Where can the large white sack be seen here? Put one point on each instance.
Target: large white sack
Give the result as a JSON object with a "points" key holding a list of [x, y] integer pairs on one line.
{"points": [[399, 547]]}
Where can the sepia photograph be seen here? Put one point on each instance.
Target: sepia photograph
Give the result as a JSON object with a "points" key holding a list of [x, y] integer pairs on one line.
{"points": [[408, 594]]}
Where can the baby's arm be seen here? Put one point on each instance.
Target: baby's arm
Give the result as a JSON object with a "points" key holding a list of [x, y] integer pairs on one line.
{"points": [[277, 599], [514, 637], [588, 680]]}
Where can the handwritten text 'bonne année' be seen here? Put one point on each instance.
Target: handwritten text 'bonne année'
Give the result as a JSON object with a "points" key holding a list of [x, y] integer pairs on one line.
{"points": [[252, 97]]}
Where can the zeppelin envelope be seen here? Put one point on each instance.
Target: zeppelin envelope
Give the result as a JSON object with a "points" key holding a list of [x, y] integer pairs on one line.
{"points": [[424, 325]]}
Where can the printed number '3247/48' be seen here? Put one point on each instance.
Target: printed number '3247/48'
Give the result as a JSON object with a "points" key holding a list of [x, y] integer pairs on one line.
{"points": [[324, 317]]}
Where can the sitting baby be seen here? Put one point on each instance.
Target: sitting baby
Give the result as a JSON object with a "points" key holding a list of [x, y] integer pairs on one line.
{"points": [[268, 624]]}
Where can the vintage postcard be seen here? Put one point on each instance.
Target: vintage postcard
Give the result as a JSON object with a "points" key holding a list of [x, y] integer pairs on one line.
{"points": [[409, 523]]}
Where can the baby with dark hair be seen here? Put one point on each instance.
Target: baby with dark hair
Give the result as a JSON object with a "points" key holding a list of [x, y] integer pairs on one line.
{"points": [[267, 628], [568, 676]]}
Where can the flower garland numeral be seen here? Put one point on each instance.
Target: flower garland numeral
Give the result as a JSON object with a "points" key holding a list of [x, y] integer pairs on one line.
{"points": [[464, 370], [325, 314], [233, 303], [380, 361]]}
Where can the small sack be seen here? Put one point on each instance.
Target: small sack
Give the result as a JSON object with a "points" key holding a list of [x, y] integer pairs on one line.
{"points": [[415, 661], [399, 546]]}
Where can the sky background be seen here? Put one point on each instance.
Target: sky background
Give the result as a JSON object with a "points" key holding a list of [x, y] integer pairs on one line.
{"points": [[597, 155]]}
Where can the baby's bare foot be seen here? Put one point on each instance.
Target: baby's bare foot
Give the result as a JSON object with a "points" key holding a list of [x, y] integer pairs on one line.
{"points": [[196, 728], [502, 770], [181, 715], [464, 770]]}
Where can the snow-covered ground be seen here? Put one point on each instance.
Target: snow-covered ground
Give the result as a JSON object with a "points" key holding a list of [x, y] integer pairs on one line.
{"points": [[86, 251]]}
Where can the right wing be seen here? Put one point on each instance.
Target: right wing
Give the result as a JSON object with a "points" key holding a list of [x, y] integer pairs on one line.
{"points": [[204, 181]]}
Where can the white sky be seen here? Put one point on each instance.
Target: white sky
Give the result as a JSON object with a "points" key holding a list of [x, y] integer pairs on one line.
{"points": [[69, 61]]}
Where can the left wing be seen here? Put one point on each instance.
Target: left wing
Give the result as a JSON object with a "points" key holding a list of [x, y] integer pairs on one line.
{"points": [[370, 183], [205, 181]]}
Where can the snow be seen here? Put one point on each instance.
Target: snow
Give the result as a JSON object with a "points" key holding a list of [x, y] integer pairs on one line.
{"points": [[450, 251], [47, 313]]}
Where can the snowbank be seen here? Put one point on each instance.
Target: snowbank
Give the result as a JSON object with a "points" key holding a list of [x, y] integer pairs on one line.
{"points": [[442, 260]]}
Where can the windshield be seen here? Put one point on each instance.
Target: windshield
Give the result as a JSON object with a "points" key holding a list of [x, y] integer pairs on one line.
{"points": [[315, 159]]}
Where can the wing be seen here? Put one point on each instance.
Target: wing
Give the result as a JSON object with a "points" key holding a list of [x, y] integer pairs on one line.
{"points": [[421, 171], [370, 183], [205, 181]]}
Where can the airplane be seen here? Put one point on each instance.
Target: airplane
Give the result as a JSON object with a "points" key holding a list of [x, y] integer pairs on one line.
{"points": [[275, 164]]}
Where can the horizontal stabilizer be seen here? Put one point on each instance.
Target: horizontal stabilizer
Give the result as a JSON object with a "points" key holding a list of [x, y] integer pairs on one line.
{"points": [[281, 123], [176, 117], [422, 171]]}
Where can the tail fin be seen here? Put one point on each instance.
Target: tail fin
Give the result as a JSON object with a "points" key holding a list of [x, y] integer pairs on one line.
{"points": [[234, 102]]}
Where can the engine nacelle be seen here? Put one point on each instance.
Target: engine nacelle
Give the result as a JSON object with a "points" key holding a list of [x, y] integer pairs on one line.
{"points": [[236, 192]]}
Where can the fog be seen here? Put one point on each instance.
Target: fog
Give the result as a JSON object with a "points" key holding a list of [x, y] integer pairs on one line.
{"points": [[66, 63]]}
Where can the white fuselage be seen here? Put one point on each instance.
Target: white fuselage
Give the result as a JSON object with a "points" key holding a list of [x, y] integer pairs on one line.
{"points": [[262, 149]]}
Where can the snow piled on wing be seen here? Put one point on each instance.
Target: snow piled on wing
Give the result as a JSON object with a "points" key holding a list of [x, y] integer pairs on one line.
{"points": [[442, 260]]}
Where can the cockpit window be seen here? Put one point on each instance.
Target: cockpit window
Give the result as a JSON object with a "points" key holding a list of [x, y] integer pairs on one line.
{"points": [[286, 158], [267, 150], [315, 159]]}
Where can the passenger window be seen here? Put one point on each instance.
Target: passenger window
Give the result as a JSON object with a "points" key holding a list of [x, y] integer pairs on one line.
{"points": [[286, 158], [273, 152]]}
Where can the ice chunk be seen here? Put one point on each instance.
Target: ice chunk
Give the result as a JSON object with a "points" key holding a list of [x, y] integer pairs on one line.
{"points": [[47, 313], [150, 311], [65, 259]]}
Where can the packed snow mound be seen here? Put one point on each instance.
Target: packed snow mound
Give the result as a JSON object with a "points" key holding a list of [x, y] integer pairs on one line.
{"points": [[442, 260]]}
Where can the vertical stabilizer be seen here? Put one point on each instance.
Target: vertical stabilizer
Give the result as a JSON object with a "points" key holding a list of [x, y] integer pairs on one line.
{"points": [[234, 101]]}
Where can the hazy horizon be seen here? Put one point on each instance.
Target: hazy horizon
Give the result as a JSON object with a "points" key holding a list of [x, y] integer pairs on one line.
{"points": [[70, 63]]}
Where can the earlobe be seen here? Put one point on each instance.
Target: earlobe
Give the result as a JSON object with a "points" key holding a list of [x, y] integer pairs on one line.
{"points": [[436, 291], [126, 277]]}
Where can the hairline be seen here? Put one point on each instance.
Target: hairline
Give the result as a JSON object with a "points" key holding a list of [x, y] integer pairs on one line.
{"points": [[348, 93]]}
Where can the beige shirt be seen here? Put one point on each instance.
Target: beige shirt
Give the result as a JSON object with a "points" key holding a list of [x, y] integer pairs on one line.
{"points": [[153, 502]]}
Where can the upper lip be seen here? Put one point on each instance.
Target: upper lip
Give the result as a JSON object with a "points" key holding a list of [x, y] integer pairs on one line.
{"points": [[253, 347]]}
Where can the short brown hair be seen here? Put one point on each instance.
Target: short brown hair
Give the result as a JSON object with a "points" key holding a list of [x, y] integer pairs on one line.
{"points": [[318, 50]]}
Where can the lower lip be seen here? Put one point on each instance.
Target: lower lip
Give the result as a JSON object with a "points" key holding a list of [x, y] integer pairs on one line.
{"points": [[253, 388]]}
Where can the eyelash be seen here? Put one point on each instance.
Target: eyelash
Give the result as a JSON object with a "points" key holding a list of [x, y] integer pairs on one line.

* * * * *

» **Written instruction**: Take every line from the one containing "Where can the upper" to the end of the listing and output it exactly, with nothing else.

» **Output of the exercise**:
Where can the upper lip be seen here? Put one point on each instance.
Target: upper lip
Give the result as a JSON object with a "points" key holding a list of [x, y] integer pairs on one line.
{"points": [[253, 347]]}
Where can the short brown hair be seen here? Put one point on each instance.
Target: short brown hair
Give the result as a JSON object with a "points" key holding a list of [x, y] integer pairs on one line.
{"points": [[318, 50]]}
Where can the lower lip be seen here? Put one point on each instance.
Target: lower lip
Give the result as a JSON object with a "points" key holding a list of [x, y] integer pairs on one line.
{"points": [[253, 388]]}
Where can the eyelash be seen here? Put one point on each instance.
Target: eyelash
Give the result as a JSON object with a "points" key holding a list of [x, y] integer pairs on one line.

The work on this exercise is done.